**Questions to answer**
a) From the passage on RCEP and Philippine farming, list every market named in the "red carpet" claim that Escudero disputes.
b) Answer these questions using the passage on RCEP and Philippine farming. Mark each answer with the same numeral as its question.
(i) What fund does the senator say the RTL put into law, funded by taxes on imported rice?
(ii) How large a customer base does Escudero say other countries see in the Philippines?
(iii) Which product does he call the poster boy of RCEP?
c) Carry on the passage on RCEP and Philippine farming, starting after its final sentence.

The veteran legislator recalled that the RTL included budgetary earmarks that would help farmers weather the entry of cheap rice from abroad.

“Hindi nga ba may Rice Competitiveness Enhancement Fund or RCEF na magmumula sa mga buwis ng imported na bigas ang iniligay sa batas?” the seasoned lawmaker asked.

“Even the country’s formal ascension via a Senate treaty to the WTO almost three decades ago rode on a guarantee that an agriculture and fisheries modernization fund would follow suit as it did. If those agreements had accompanying measures, then why is such missing in what is claimed to be the biggest free trade deal in the world?” the senator pointed out.

Reacting to government claims of windfall benefits the country would reap from RCEP, he said “iba ang table top projections sa realities on the farm level.”

“Sasabihin mo na dahil dito open sesame na ang buong mundo sa mga produktong Pilipino. But wait, before you can export, you have to produce first, hindi ba? Paano ka magpro-produce, wala ngang tubig ang irrigation canal?” Escudero pointed out.

He said the spin that RCEP is the “red carpet to big markets such as a China, Japan, Australia and ASEAN countries is not that simple.”

“Trade is a two-way street.”

“Trade is a two-way street. In their eyes, we are a large customer base of 110 million. So it is actually they who are salivating at the prospects of selling their products here with ease,” Escudero said. “Isa pa iyang durian, na naging poster boy ng RCEP. Saan mo ibebenta at sino kakompetensya? Sa Thailand, Malaysia or Indonesia na pawang durian heavyweights?”

**Supplied data**
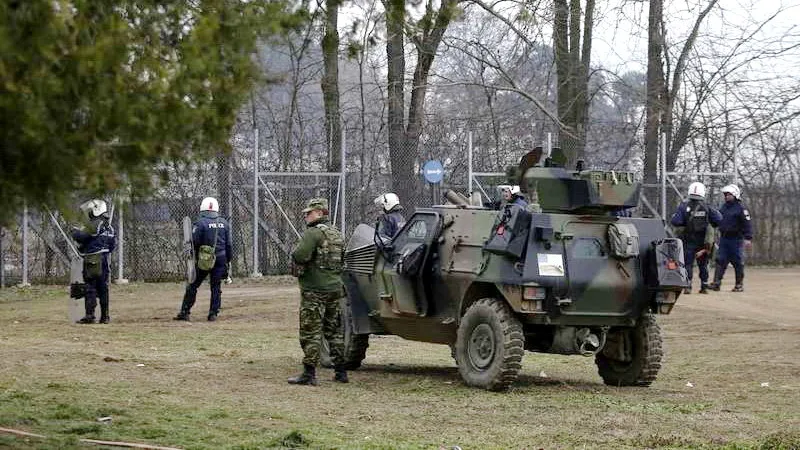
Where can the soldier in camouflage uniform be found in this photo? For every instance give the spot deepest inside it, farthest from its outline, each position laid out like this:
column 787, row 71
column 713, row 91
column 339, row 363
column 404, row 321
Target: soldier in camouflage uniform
column 318, row 266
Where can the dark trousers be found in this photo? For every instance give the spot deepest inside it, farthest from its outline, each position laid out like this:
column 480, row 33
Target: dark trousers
column 690, row 249
column 189, row 297
column 730, row 251
column 96, row 287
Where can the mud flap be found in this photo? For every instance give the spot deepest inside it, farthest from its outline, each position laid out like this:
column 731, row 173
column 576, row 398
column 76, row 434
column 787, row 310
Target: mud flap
column 188, row 250
column 75, row 307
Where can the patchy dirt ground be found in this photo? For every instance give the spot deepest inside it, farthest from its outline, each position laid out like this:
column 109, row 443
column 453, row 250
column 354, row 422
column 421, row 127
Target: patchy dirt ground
column 731, row 379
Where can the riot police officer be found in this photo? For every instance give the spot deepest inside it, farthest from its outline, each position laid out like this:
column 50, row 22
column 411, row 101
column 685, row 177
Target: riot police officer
column 736, row 233
column 391, row 217
column 210, row 236
column 95, row 246
column 694, row 216
column 319, row 258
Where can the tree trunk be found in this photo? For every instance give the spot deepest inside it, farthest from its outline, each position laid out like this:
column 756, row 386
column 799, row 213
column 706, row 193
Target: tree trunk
column 330, row 85
column 573, row 57
column 404, row 139
column 655, row 88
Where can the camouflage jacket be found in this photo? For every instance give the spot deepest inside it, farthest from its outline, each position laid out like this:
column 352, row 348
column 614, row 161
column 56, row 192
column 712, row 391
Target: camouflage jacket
column 314, row 277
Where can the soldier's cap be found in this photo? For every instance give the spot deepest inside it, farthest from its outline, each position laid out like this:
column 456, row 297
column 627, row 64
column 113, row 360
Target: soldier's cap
column 316, row 203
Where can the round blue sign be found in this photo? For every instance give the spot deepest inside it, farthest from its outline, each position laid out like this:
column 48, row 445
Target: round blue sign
column 433, row 171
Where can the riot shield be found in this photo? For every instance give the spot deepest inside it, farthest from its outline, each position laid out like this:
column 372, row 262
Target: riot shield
column 188, row 250
column 77, row 289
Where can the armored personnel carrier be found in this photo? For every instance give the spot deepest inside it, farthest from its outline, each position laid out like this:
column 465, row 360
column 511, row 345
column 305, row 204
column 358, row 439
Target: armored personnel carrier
column 565, row 275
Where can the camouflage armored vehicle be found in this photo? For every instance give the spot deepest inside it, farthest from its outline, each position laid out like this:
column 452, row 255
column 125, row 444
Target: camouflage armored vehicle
column 565, row 275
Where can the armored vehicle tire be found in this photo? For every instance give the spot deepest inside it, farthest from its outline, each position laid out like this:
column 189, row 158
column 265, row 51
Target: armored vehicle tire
column 489, row 345
column 631, row 356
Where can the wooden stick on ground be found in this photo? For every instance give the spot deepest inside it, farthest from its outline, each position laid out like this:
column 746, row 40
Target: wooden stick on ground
column 127, row 444
column 21, row 433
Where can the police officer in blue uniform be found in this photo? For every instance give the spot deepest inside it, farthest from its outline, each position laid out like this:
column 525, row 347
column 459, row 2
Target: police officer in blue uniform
column 214, row 231
column 736, row 233
column 694, row 216
column 95, row 245
column 391, row 218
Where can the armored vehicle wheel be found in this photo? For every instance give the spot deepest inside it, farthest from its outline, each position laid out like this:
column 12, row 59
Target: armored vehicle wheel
column 631, row 356
column 355, row 345
column 489, row 345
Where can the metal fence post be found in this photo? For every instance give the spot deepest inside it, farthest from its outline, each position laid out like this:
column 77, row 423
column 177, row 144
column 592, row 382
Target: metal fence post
column 343, row 178
column 664, row 176
column 25, row 246
column 2, row 259
column 256, row 273
column 121, row 244
column 469, row 162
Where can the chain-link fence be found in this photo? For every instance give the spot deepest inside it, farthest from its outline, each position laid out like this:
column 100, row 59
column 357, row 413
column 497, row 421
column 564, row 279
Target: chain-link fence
column 150, row 223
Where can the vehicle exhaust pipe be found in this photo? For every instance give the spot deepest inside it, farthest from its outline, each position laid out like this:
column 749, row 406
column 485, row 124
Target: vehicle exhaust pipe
column 589, row 343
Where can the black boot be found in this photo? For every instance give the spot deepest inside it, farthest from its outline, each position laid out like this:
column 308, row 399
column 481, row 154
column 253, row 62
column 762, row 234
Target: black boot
column 340, row 375
column 309, row 376
column 183, row 315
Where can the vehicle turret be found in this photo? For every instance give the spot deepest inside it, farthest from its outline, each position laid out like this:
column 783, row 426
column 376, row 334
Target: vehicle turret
column 557, row 189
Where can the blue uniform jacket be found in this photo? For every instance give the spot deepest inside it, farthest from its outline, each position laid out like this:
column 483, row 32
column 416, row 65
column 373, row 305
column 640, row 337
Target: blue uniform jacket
column 736, row 221
column 681, row 218
column 203, row 234
column 102, row 238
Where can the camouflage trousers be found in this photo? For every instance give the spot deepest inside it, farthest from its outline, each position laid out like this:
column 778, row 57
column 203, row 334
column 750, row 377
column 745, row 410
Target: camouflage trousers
column 320, row 316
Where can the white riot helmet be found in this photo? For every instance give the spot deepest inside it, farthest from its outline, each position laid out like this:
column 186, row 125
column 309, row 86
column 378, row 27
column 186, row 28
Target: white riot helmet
column 697, row 191
column 209, row 204
column 387, row 201
column 733, row 190
column 94, row 208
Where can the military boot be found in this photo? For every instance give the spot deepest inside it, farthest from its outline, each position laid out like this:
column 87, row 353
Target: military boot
column 309, row 376
column 340, row 375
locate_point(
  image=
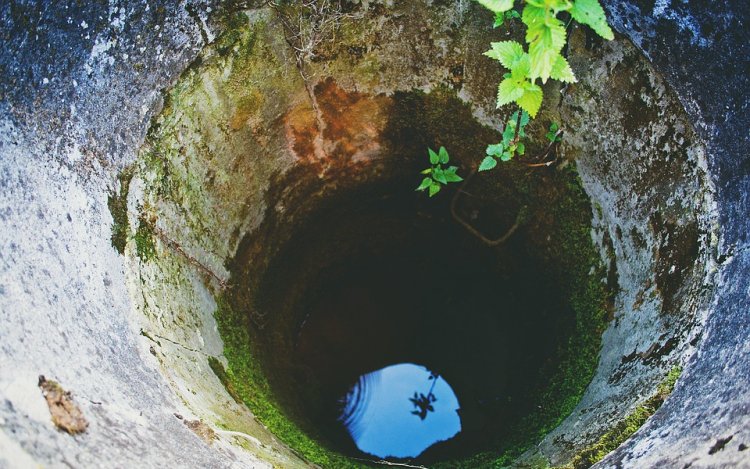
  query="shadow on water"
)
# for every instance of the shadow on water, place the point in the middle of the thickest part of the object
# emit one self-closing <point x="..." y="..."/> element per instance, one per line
<point x="378" y="413"/>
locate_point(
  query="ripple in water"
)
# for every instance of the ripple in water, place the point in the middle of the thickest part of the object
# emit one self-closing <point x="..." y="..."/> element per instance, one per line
<point x="400" y="411"/>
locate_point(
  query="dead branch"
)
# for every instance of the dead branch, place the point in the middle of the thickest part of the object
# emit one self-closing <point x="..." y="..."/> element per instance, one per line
<point x="474" y="231"/>
<point x="177" y="248"/>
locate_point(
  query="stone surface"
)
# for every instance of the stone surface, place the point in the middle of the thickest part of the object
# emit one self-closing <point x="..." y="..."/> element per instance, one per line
<point x="79" y="85"/>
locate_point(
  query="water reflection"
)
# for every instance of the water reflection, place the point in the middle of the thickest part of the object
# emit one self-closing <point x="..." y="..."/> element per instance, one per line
<point x="380" y="415"/>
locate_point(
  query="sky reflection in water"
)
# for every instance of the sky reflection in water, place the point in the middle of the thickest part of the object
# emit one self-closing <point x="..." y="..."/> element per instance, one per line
<point x="385" y="417"/>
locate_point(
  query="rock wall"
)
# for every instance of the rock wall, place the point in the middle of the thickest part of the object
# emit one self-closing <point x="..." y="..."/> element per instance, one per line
<point x="80" y="87"/>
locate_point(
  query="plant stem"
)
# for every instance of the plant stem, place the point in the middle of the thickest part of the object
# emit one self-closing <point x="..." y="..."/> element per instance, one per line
<point x="474" y="231"/>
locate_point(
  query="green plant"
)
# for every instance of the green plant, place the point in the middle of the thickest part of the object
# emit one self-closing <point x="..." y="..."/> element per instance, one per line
<point x="437" y="175"/>
<point x="500" y="18"/>
<point x="546" y="37"/>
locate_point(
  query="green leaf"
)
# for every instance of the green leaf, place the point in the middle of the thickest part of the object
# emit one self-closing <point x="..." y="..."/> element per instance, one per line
<point x="444" y="155"/>
<point x="508" y="53"/>
<point x="531" y="100"/>
<point x="508" y="91"/>
<point x="496" y="149"/>
<point x="434" y="158"/>
<point x="426" y="182"/>
<point x="498" y="6"/>
<point x="434" y="188"/>
<point x="487" y="163"/>
<point x="590" y="12"/>
<point x="522" y="68"/>
<point x="439" y="175"/>
<point x="524" y="117"/>
<point x="533" y="14"/>
<point x="561" y="71"/>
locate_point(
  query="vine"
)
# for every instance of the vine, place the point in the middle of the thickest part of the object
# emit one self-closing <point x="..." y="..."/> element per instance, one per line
<point x="546" y="37"/>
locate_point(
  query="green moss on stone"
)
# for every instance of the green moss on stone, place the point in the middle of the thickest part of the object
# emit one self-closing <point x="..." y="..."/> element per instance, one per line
<point x="623" y="430"/>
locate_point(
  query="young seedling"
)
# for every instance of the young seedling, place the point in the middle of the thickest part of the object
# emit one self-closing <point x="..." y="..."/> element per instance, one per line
<point x="510" y="145"/>
<point x="437" y="175"/>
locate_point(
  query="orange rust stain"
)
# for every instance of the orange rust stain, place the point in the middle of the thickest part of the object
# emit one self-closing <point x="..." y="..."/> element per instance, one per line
<point x="352" y="128"/>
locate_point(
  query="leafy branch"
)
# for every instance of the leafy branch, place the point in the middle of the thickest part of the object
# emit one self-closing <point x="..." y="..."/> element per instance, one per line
<point x="546" y="37"/>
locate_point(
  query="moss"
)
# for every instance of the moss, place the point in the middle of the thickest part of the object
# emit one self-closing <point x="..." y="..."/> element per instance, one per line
<point x="221" y="373"/>
<point x="623" y="430"/>
<point x="557" y="234"/>
<point x="118" y="207"/>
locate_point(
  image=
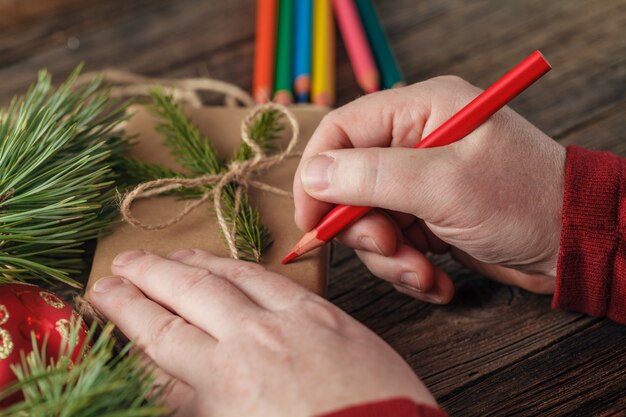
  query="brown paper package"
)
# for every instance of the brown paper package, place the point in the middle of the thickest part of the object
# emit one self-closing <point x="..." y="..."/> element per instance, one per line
<point x="199" y="229"/>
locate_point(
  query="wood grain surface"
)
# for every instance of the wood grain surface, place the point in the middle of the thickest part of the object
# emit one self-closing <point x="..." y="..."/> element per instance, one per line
<point x="495" y="350"/>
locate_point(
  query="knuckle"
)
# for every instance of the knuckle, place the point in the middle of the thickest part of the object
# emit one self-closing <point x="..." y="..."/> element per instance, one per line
<point x="368" y="184"/>
<point x="245" y="270"/>
<point x="190" y="280"/>
<point x="268" y="334"/>
<point x="323" y="313"/>
<point x="162" y="331"/>
<point x="450" y="79"/>
<point x="147" y="264"/>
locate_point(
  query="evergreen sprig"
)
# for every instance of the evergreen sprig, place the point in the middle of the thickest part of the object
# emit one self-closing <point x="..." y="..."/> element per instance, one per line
<point x="100" y="384"/>
<point x="195" y="153"/>
<point x="58" y="153"/>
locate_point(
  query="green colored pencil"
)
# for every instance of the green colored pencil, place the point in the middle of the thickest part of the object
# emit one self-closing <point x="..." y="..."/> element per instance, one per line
<point x="387" y="64"/>
<point x="284" y="53"/>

**Responses to the exercise**
a)
China
Japan
Australia
ASEAN countries

b)
(i) The Rice Competitiveness Enhancement Fund (RCEF)
(ii) 110 million
(iii) Durian

c)
Another assurance from the government is that major Philippine farm produce are excluded from tariff concessions, meaning cuts or abolition.

“The big picture is 1,438 agriculture tariff lines, or about 88 % of total are for elimination, 126 (7%) are for reduction, and 154 (9%) are excluded,” he said.

Escudero noted that the 154 protected products are suffering from low production volume.

“There is nothing in RCEP that can solve this, contrary to the claim that it will result in food security,” he said. “Mula 2018-2020, sa tatlong taon, kasama na ang matumal na 2020 dahil sa COVID-19 pandemic, ang negative trade balance natin sa cereals ay US$ 2.7 billion. Ang sa meat offal o laman loob, tenga at iba ay nasa $1.14 billion.”

“RCEF or not, The government should be investing more funds into agriculture.”

But Escudero said that “RCEF or not,” the government should be investing more funds into agriculture to arrest declining production, tame expensive inputs and improve farmer incomes.

“The best trade deal for farmers is not those that have fancy acronyms but one that would result in farm-level improvements–from new irrigation to good but affordable seeds and fertilizers,” he stressed.

To get the full benefits of RCEP, should the Senate ratify it, Escudero said the government should urgently channel the much-needed financing to the beleaguered farm sector.

“If government is raising capital for the Maharlika Investment Fund which can be invested abroad, then why can’t it package financing for a critical domestic sector? Ang pagkukunan pa nga ng pondo ay ang bangko na ang mandato ay tulungan ang mga magsasaka,” he said.

Escudero was referring to the Land Bank of the Philippines, chartered to help the agriculture sector, but which under the MIF bill is a founding investor with an initial equity of P50 billion.

He said loan portfolios of banks reflect government “risk-averse bias” against lending to farmers but “gung-ho” on the Maharlika Fund that it is being marketed short of a miracle pill.

“For the longest time, we’ve been trying to amend the Charter of Land Bank and the DBP (Development Bank of the Philippines) to tell them you should lend to agriculture and the agriculture sector because the poorest of the poor Filipinos are in that sector,” Escudero emphasized.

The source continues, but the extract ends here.